→ **Document passage**:
Plant polycistronic precursors containing non-homologous microRNAs target transcripts encoding functionally related proteins
1 Institut des Sciences du Végétal (ISV), Centre National de la Recherche Scientifique (CNRS), Avenue de la terrasse, 91198 Gif sur Yvette cedex, France
2 Current address: Dto Microbiología y Parasitología, Facultad de Farmacia, Universidad de Sevilla, C/Profesor García González 2, 41012 Sevilla, Spain
3 Unité de recherche en Génomique Végétale (URGV), Institut National de la Recherche Agronomique (INRA), Rue Gaston Crémieux, 91057 Evry cedex, France
Genome Biology 2009, 10:R136 doi:10.1186/gb-2009-10-12-r136Published: 1 December 2009
MicroRNAs (miRNAs) are endogenous single-stranded small RNAs that regulate the expression of specific mRNAs involved in diverse biological processes. In plants, miRNAs are generally encoded as a single species in independent transcriptional units, referred to as MIRNA genes, in contrast to animal miRNAs, which are frequently clustered.

→ **Data records**:
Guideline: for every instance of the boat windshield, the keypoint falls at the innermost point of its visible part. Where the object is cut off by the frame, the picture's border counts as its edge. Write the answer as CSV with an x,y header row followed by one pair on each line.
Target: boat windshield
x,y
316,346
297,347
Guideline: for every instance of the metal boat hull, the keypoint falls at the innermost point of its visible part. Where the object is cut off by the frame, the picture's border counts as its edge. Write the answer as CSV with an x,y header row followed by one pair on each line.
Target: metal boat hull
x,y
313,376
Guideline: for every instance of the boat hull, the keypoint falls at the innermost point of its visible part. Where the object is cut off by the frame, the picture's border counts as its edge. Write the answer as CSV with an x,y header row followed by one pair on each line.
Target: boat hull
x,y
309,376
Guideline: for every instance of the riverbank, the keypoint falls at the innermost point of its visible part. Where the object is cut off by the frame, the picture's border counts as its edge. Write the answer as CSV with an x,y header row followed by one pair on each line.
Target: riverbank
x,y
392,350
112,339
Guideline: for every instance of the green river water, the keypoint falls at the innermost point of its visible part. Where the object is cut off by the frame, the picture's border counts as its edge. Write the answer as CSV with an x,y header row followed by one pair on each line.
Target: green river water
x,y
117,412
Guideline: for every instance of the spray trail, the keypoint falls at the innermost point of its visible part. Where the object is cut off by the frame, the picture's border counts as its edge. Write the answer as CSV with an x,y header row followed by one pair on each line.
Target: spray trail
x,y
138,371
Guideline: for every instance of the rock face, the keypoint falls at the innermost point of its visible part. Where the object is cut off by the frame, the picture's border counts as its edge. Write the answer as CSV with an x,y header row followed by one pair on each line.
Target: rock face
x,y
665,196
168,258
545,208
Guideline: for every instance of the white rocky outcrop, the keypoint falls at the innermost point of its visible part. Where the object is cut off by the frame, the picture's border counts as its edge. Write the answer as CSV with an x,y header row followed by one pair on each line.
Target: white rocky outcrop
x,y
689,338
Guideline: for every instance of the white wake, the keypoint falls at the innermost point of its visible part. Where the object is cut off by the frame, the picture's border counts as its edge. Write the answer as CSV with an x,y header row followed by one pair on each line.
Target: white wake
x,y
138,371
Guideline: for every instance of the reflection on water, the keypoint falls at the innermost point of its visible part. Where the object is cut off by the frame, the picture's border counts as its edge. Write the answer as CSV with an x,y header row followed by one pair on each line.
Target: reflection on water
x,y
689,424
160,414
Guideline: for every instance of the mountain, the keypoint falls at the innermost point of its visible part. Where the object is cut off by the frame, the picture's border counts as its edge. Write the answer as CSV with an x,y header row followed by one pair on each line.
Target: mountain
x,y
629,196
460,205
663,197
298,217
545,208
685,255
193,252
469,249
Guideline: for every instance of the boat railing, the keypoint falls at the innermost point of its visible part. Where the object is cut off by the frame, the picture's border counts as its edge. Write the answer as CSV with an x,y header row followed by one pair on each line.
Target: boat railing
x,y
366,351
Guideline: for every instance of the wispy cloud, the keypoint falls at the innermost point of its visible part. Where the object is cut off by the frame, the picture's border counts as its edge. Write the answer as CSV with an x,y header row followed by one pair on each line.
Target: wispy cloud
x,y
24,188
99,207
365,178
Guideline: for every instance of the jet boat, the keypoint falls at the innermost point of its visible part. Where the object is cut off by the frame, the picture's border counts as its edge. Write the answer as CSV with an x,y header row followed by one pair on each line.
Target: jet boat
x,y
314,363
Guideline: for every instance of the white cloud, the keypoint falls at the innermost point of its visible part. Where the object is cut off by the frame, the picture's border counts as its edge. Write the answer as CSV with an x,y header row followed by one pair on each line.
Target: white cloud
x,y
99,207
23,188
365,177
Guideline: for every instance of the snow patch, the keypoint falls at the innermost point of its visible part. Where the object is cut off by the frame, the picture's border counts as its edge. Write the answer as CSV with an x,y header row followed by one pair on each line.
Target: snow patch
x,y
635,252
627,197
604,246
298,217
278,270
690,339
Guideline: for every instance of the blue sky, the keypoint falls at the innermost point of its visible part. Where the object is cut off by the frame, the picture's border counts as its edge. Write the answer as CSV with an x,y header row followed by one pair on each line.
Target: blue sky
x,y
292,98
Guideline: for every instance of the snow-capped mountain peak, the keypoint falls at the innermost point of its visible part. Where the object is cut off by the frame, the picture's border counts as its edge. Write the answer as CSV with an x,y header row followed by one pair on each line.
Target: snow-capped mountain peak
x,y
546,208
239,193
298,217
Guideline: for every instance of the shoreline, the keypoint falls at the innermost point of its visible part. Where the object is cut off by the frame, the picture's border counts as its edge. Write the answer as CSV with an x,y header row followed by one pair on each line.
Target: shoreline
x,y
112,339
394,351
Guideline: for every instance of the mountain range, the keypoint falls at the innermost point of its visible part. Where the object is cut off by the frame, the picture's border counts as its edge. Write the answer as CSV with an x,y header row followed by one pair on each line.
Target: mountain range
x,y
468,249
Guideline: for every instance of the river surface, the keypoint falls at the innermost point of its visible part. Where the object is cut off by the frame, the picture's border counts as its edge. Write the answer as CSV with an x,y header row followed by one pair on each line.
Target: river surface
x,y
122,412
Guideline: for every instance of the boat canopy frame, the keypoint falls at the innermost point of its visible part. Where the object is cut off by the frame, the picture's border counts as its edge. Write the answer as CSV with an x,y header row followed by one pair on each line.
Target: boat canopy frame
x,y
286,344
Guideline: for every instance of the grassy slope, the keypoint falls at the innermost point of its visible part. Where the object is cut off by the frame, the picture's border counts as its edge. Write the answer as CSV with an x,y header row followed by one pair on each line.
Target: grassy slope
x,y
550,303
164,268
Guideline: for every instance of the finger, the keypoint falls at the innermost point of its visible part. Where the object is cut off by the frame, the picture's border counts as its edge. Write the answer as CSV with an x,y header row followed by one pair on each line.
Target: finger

---

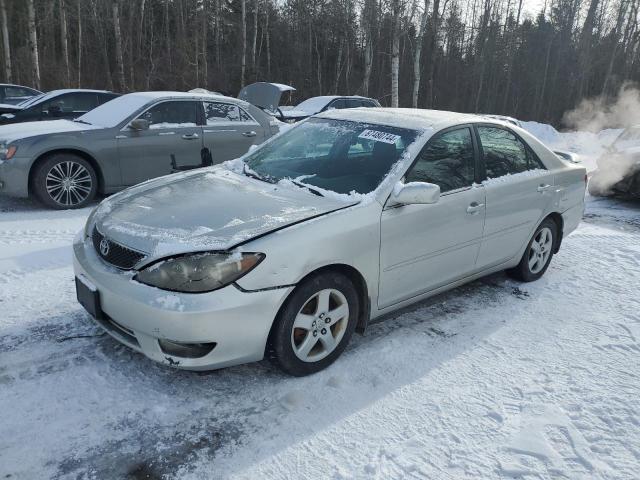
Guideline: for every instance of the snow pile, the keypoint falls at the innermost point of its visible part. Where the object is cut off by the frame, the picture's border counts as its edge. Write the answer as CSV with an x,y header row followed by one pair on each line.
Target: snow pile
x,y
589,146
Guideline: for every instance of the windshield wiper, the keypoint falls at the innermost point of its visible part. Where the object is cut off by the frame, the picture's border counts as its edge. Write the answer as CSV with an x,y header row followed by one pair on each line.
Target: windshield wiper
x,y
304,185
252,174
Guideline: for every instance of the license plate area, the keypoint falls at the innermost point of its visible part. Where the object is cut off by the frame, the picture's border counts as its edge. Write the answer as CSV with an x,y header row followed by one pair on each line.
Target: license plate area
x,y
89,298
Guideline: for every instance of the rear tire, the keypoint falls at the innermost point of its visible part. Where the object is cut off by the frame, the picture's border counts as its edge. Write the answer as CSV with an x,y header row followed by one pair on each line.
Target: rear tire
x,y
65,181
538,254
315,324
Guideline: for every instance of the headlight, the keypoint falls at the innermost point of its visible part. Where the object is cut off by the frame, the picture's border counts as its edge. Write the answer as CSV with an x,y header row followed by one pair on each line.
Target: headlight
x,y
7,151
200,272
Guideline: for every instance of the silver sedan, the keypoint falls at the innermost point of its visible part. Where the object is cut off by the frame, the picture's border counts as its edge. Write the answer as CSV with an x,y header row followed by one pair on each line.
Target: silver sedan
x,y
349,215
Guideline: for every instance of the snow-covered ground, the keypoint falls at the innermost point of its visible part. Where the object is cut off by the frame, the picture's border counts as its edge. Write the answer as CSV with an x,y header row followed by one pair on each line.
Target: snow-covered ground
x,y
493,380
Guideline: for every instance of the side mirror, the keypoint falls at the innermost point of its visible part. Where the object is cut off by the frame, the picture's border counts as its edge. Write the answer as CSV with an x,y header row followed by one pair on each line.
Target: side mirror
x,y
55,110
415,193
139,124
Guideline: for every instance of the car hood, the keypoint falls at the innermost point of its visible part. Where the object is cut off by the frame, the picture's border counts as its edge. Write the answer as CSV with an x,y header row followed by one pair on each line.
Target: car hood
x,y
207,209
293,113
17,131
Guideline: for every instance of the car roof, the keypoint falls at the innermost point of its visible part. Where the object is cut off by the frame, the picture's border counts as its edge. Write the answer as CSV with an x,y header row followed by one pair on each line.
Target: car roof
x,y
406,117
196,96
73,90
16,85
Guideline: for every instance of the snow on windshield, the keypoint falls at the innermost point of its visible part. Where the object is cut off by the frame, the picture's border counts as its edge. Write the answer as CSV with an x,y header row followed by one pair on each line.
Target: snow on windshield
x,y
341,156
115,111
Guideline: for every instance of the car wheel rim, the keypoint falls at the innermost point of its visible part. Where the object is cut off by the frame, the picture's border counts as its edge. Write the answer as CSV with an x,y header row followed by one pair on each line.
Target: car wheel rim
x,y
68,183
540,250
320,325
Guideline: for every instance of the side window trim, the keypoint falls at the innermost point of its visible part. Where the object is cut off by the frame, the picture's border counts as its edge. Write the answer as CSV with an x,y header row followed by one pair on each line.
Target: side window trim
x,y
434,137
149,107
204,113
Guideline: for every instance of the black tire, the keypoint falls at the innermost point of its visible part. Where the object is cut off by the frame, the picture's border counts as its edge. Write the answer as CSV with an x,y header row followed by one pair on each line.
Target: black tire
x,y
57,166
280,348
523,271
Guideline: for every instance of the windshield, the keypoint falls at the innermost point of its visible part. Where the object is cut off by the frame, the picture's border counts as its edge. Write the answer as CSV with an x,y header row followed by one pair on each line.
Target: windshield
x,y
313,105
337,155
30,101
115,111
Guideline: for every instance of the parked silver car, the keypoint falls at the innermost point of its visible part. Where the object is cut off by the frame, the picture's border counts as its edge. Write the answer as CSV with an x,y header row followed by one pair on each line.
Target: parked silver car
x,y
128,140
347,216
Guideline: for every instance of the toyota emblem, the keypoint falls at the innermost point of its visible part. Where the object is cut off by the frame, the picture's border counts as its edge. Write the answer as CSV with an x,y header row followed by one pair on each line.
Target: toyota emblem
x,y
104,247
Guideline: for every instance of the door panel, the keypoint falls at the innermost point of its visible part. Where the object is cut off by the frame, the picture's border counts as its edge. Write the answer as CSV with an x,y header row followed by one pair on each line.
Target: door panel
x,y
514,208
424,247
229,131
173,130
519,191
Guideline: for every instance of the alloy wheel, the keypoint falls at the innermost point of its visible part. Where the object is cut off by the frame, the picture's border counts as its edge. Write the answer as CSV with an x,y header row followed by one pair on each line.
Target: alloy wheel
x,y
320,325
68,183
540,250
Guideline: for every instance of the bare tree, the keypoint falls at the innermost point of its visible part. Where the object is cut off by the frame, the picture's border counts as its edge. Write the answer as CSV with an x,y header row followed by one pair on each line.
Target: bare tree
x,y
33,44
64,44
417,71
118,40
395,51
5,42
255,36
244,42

==

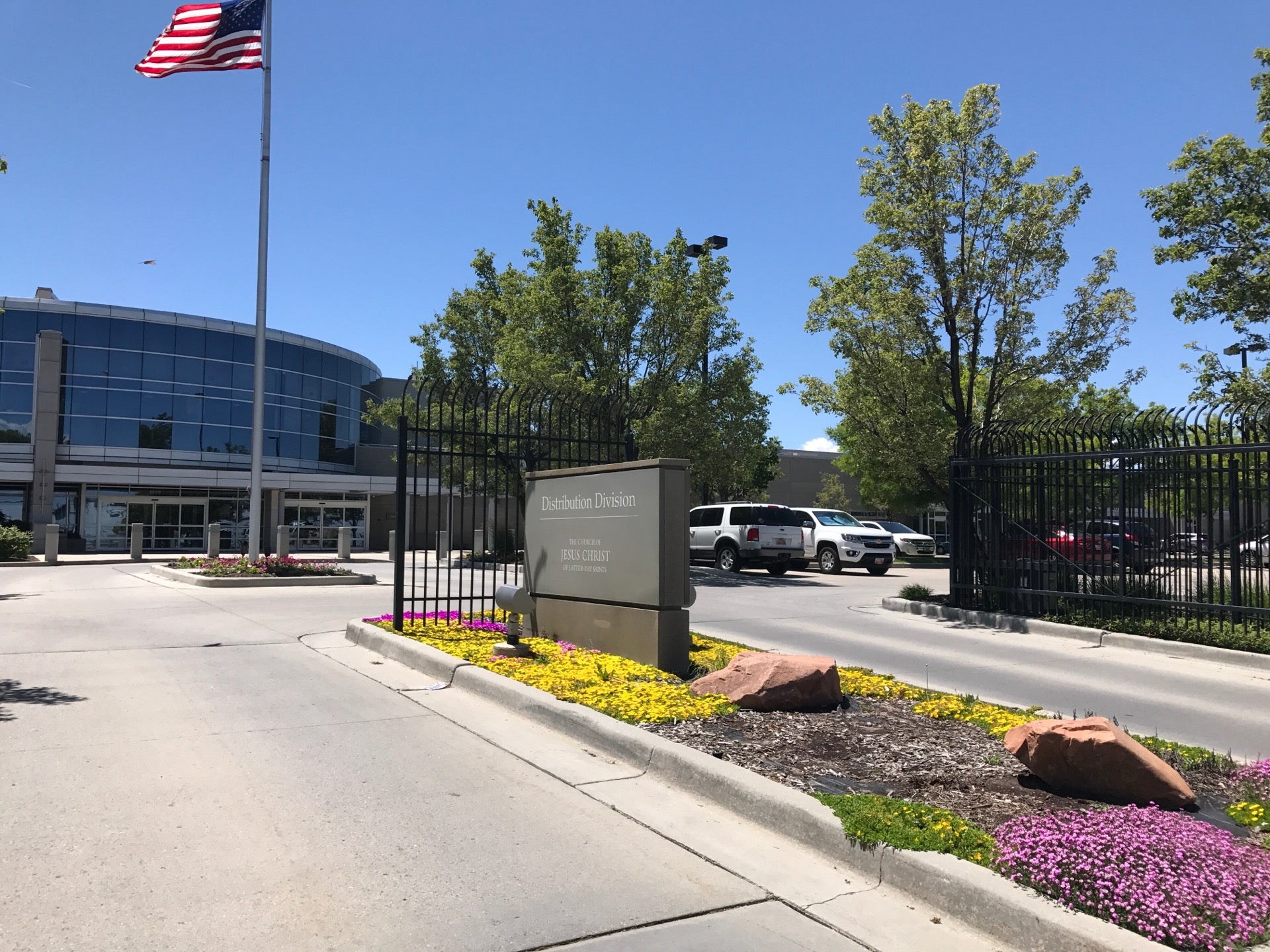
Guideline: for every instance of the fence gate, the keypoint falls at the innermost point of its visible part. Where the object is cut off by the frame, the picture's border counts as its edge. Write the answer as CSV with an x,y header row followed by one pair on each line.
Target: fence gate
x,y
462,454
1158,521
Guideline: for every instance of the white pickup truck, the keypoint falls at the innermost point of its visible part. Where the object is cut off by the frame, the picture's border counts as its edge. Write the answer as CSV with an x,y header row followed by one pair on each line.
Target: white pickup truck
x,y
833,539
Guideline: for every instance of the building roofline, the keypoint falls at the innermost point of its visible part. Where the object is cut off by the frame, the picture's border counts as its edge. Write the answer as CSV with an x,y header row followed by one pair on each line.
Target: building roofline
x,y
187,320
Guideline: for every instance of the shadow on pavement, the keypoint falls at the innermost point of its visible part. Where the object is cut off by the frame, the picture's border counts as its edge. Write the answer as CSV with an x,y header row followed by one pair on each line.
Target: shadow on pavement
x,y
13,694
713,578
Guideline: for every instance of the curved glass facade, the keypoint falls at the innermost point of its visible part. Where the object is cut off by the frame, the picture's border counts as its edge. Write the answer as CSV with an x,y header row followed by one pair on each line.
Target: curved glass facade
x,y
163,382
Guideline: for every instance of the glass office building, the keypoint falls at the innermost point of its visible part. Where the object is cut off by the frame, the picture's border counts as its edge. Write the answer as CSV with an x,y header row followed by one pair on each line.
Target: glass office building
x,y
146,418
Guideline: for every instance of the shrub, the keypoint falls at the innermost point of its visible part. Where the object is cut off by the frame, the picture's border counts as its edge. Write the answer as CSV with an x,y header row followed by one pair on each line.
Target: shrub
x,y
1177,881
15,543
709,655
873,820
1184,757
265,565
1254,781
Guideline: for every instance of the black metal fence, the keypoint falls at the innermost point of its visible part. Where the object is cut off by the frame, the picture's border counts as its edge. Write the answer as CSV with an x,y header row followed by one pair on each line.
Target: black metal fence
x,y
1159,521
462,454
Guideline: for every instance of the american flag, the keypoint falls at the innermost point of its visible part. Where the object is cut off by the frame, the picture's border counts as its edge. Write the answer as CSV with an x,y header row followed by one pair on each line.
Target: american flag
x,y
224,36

→ **Study questions**:
**A.** According to the plant microRNA text, how are miRNAs in plants generally encoded?
**B.** Pick up the plant microRNA text after its last sentence and write the next few sentences.
The entries are separate material, apart from the plant microRNA text.

→ **Written responses**:
**A.** As a single species in independent transcriptional units, referred to as MIRNA genes.

**B.**
We performed a comparative genomic analysis in three model plants (rice, poplar and Arabidopsis) and characterized miRNA clusters containing two to eight miRNA species. These clusters usually encode miRNAs of the same family and certain share a common evolutionary origin across monocot and dicot lineages. In addition, we identified miRNA clusters harboring miRNAs with unrelated sequences that are usually not evolutionarily conserved. Strikingly, non-homologous miRNAs from the same cluster were predicted to target transcripts encoding related proteins. At least four Arabidopsis non-homologous clusters were expressed as single transcriptional units. Overexpression of one of these polycistronic precursors, producing Ath-miR859 and Ath-miR774, led to the DCL1-dependent accumulation of both miRNAs and down-regulation of their different mRNA targets encoding F-box proteins.
In addition to polycistronic precursors carrying related miRNAs, plants also contain precursors allowing coordinated expression of non-homologous miRNAs to co-regulate functionally related target transcripts. This mechanism paves the way for using polycistronic MIRNA precursors as a new molecular tool for plant biologists to simultaneously control the expression of different genes.